**TEXTE**

※ ※ ※

23. Mémoire tactile
Publié le 27/12/2023
Imaginez un champ de fougères infini : où que se portent vos yeux, vous voyez des fougères, encore des fougères, toujours des fougères. Et pourtant le jardin a une limite... L’étonnement naît de cette riche exubérance colorée. Un écran est responsable de ces effets. Il est composé de plis successifs de feuilles de plastiques et de chrome. Le dessin de ses formes s’inspire de la structure même de la plante. La topographie du jardin est accidentée de façon à multiplier les angles de réfraction entre l’écran et les fougères.
Ce n’est pas un hasard si nous nous trouvons dans un jardin de fougères : le développement de cette plante est ici une métaphore du fonctionnement de la mémoire. La plante naissante est enroulée, puis elle se déploie peu à peu dans le temps avant d’atteindre sa taille adulte. De la même manière, le sou- venir, pris dans la volute de la mémoire ne s’épanouit qu’avec le temps.
Le reflet à l’infini des fougères ondulant sous la brise est à mettre en relation avec le fourmillement des souvenirs. De plus, le dispositif de réflexion est une traduction sensible du processus de la mémoire : le mur de chrome ondule et déforme l’image de la plante et de la lumière, comme la mémoire s’altère avec le temps et déforme nos souvenirs. Ils sont grossis, rétrécis, multipliés, disséminés, étirés, métamorphosés... Le mimétisme végétal est détourné, ou plutôt retourné à l’infini : les limites du jardin sont renversées vers l’intérieur et se perdent avec le regard du visiteur. L’aventure de ce jardin est une hésitation permanente entre réel et imaginaire : c’est le mouvement du corps du visiteur qui construit l’espace en perpétuelle recomposition. La promenade est alors créatrice d’une identité propre et chaque visiteur possède la mémoire privée de son expérience personnelle du lieu. Se souvenir c’est réfléchir au sens propre.
CONCEPTEURS
Philippe COIGNET, paysagiste, et David SERERO, architecte
FRANCE
Philippe Coignet est diplômé en 1998 de l’École Nationale Supérieure du Paysage de Versailles. Pendant ses six années aux États-Unis, il obtient un master d'architecture de paysage en Pennsylvanie et travaille chez Peter Walker and Partners en Californie. En 2005, il fonde l’Office of Landscape Morphology à Paris après avoir été lauréat, avec les architectes Serero+Fernandez, du concours international pour le parc d’Hellenikon à Athènes.
David Serero est diplômé d'architecture de Paris-Villemin en 1998 et d'un master d'architecture de l'université de Colombia. Depuis 2000, il travaille à New York et à Paris, à des projets combinant la recherche et la conception dans les domaines de l'architecture, du paysage et d’urbanisme. En 2005, il a été lauréat de la Villa Médicis à Rome pour un travail sur les dômes acoustiques.
Outre Chaumont, ils ont réalisé ensemble un jardin pour le Festival de Métis au Canada.

※ ※ ※

**EXTRAIT DU JEU**
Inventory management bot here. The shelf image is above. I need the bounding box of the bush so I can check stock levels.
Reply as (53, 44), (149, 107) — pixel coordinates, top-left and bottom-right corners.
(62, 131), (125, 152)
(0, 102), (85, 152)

※ ※ ※

**CONSIGNE 1**
Dans le texte, relevez tous les participes qui décrivent ce que deviennent les souvenirs lorsque la mémoire les déforme.
**CONSIGNE 2**
Recopiez le passage du texte qui commence par « CONCEPTEURS » et se poursuit jusqu'à « d’Hellenikon à Athènes. ».

**ZONE DE RÉPONSE 1**
grossis, rétrécis, multipliés, disséminés, étirés, métamorphosés

**ZONE DE RÉPONSE 2**
CONCEPTEURS
Philippe COIGNET, paysagiste, et David SERERO, architecte
FRANCE
Philippe Coignet est diplômé en 1998 de l’École Nationale Supérieure du Paysage de Versailles. Pendant ses six années aux États-Unis, il obtient un master d'architecture de paysage en Pennsylvanie et travaille chez Peter Walker and Partners en Californie. En 2005, il fonde l’Office of Landscape Morphology à Paris après avoir été lauréat, avec les architectes Serero+Fernandez, du concours international pour le parc d’Hellenikon à Athènes.